* ASSIGNED TASK *
Send each entry back exactly as given, pictures excluded.

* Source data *
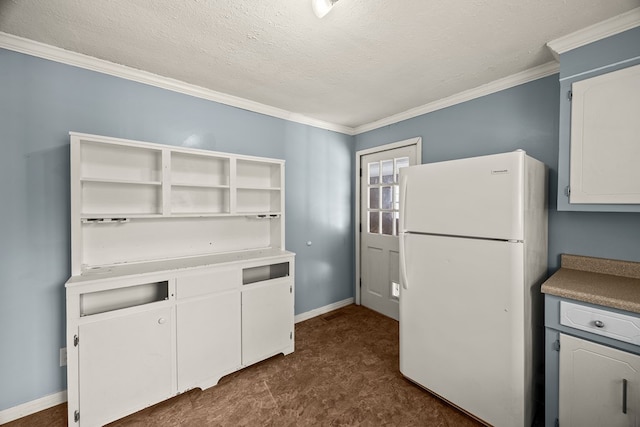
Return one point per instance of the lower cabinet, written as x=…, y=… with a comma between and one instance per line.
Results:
x=207, y=328
x=133, y=342
x=599, y=385
x=267, y=320
x=124, y=364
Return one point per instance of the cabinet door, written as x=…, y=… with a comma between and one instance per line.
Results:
x=208, y=339
x=604, y=138
x=267, y=320
x=592, y=384
x=124, y=364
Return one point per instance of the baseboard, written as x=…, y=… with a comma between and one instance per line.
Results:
x=322, y=310
x=32, y=407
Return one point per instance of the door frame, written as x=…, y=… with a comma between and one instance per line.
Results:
x=417, y=141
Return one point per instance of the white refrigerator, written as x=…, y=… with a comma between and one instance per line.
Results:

* OUTPUT FOR THIS EXERCISE *
Return one point per instance of the lower cabinet, written as x=…, y=… with a comma between and one instance per line.
Results:
x=207, y=328
x=133, y=342
x=599, y=385
x=267, y=320
x=124, y=364
Return one point per instance of the cabinet door, written as x=…, y=… with a comma between and one instance per line.
Results:
x=208, y=339
x=604, y=138
x=267, y=320
x=592, y=384
x=124, y=364
Return one point per instance of the baseboard, written as x=…, y=… with a comma between and one instance per line.
Results:
x=322, y=310
x=32, y=407
Return one point per instance of the door frame, written as x=…, y=… with a comma between and one instance per line.
Results:
x=417, y=141
Return one point per instance of the white refrigerator, written as x=…, y=… with a comma between and one instance per line.
Results:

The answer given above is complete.